━━ Data extract ━━
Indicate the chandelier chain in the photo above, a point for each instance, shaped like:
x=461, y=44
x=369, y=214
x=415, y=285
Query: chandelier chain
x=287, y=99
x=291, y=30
━━━
■ **What you should do**
Please copy the records above line for line, keeping every character the same.

■ **Exercise output**
Indicate the chandelier chain in the photo above, a point for each instance, shaped like:
x=461, y=44
x=369, y=214
x=415, y=285
Query: chandelier chain
x=287, y=99
x=291, y=30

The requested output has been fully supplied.